Text excerpt:

__________

Going to university seems to be the thing to do these days. When you’re at secondary school or college, you’re constantly reminded of the next big step to take in your education and that is university. When you’re in your late teens, a large part of your education experience is effectively preparing you for university, with the assumption being that you’ll be applying to several universities, getting accepted into one and working towards completing a degree there.
In the UK, somewhere between 27 and 40% of the population has a degree. There are over 300,000 students admitted on to undergraduate courses every year. It goes without saying that degrees are very common indeed – so is going to university really worth it?
Yes – It’s a once-in-a-lifetime experience that’s really rewarding
For many, going to university is about so much more than the education. It’s about stepping out into the world and gaining more independence. For most who move away for university, it’s their first time living away from home and they get to stand on their own two feet; they have the chance to live with others going through the same experience, whether it’s in halls of residence or proper houses.
Even those who stay at home for university can become more independent and learn to rely on their parents less and less. Sure, the education aspect is important, but that’s just one part of the university experience. It’s a stepping stone between school and adult life – i.e. getting a proper job and eventually settling down. Lots of people see university as one of the best times of their lives because they get to make friends, have fun, do new things and not take life too seriously. Going to university can be an enriching, worthwhile experience because you learn to do things more for yourself, meet new people, develop new skills, try new things out and generally get more from life.

__________

Tasks and exercises:
a - Repeat the passage on university word for word, between "Yes – It’s a" and "or proper houses.", inclusive.
b - Answer these questions from the passage on university:
(i) What share of the UK population has a degree?
(ii) How many students are admitted to undergraduate courses every year?
(iii) For most who move away for university, what is it their first time doing?
The records after this point come from a separate source.

__________

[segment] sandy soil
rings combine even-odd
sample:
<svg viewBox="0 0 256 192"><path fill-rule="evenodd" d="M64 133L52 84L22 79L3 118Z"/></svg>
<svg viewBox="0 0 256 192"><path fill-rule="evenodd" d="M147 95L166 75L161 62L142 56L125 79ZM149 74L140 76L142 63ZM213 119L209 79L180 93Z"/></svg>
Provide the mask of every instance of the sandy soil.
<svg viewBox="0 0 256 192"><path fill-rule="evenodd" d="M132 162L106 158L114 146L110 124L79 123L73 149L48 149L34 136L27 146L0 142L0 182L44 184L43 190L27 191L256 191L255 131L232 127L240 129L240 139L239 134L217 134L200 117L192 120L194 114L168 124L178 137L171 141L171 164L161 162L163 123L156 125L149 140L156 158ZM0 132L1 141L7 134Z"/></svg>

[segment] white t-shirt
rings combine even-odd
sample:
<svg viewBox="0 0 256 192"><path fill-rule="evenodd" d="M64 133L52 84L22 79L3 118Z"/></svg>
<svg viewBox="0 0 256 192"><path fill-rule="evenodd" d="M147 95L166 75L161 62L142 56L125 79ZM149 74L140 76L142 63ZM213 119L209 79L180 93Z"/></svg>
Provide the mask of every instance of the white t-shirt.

__________

Answers in order:
a -
Yes – It’s a once-in-a-lifetime experience that’s really rewarding
For many, going to university is about so much more than the education. It’s about stepping out into the world and gaining more independence. For most who move away for university, it’s their first time living away from home and they get to stand on their own two feet; they have the chance to live with others going through the same experience, whether it’s in halls of residence or proper houses.

b -
(i) Somewhere between 27 and 40%.
(ii) Over 300,000.
(iii) Living away from home.